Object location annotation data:
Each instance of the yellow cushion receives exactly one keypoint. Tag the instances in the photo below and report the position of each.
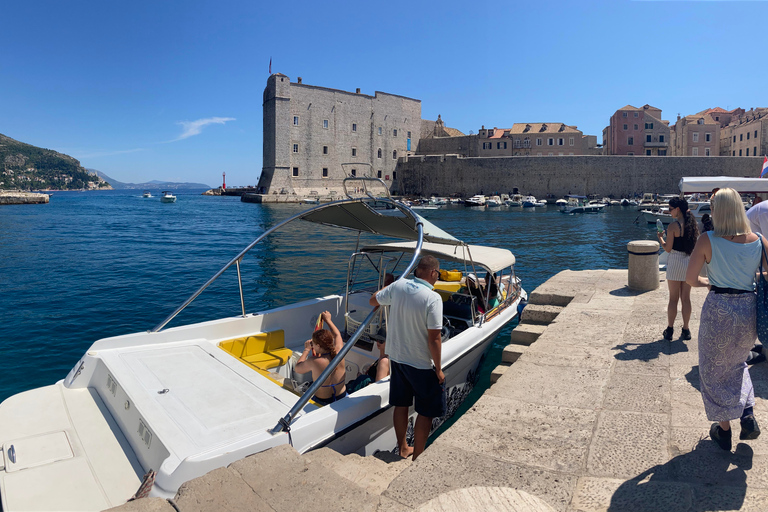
(451, 287)
(263, 350)
(271, 359)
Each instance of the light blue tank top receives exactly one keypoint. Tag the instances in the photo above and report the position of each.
(733, 265)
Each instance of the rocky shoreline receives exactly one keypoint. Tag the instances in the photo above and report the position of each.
(16, 197)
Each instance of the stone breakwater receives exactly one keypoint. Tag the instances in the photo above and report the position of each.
(23, 198)
(597, 413)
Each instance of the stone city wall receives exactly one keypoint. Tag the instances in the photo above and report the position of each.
(602, 175)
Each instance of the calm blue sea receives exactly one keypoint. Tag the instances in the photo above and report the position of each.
(94, 264)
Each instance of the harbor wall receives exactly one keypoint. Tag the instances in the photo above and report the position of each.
(446, 175)
(7, 197)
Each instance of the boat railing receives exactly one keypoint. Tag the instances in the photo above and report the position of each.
(284, 424)
(365, 182)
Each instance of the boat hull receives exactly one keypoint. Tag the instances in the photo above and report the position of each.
(160, 422)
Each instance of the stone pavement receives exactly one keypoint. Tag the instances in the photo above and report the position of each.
(597, 413)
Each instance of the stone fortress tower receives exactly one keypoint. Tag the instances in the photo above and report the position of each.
(310, 131)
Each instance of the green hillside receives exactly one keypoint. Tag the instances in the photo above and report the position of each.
(27, 167)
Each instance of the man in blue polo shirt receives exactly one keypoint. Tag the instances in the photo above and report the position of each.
(414, 346)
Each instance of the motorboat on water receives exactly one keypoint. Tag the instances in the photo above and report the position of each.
(477, 200)
(516, 200)
(157, 408)
(697, 208)
(532, 202)
(579, 204)
(494, 201)
(438, 201)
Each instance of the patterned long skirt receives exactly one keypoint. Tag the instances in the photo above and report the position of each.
(726, 333)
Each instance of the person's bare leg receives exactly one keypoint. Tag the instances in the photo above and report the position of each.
(400, 420)
(420, 434)
(674, 296)
(685, 299)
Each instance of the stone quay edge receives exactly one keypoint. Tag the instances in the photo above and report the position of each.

**REQUEST**
Put every line of the records above into a JSON list of strings, one string per line, with blank lines left out. Leave the pictures out of the list.

**WRITTEN REPLY**
[
  "Each instance of the yellow cushion receives exactly one keypoint. Tag the instances in the photo below and report the position of each.",
  "(451, 287)",
  "(263, 350)",
  "(271, 359)",
  "Each instance of the light blue tank top receives exactly one keypoint. Tag the instances in the photo above and report the position of each.",
  "(733, 265)",
  "Each instance of the rocky shoreline receives exactly one keypoint. Tag the instances in the photo above and report the position of each.",
  "(16, 197)",
  "Each instance of the stone breakwater receives exactly one keypoint. Tag the instances in the photo above and report the position of each.",
  "(23, 198)",
  "(597, 413)",
  "Each instance of the stone city wall receives exactly one keypoint. Tag the instances in the photo above and report the position of each.",
  "(602, 175)",
  "Each instance of the calm blue sea receives exactly one keypoint. Tag the instances in the photo above and report the position of each.",
  "(94, 264)",
  "Each instance of the harbor wall receives exactly one keypoint. Tag the instances in the photo above and report the position of each.",
  "(446, 175)",
  "(7, 197)",
  "Each instance of the boat railing receives exactly one keypoint. Tag the instances in the photo above and report the position of each.",
  "(284, 424)",
  "(365, 182)",
  "Each instance of the boat hull receives exactly one keypoint. Tag the instances in the photo above and report the position of each.",
  "(160, 422)",
  "Each instance of the stone pavement receives exactly one keypoint. Tag the instances in the photo above and report the position of each.",
  "(597, 413)",
  "Each instance of the stone fortress tower receives exactly one keypoint. Tag the instances in the photo above and report the position of each.",
  "(310, 131)",
  "Each instance of the green hillside receives exactly one keypoint. Tag the instances in the photo above and report the position of each.",
  "(27, 167)",
  "Each instance of the man in blue polo shirt receives exactly one keypoint. Tag the instances in the photo above and report the position of each.",
  "(414, 346)",
  "Each instance of the motorboat on water receives exactly one keypoint. Tag the instances in the photo above and report the position of each.",
  "(477, 200)",
  "(516, 200)",
  "(157, 408)",
  "(697, 208)",
  "(532, 202)",
  "(579, 204)",
  "(494, 201)",
  "(438, 201)",
  "Each instance of the patterned long skirt receives exactly one keypoint. Tag the instances in the photo above and report the position of each.",
  "(726, 333)",
  "Each instance of the person's bare leg receives exactly one keypoint. Tag the instances in the photo above and report the position of each.",
  "(400, 420)",
  "(420, 434)",
  "(674, 296)",
  "(685, 299)",
  "Each instance of the stone quay edge receives exactly one keypoint. Tag the instances in the photo above and report the position of each."
]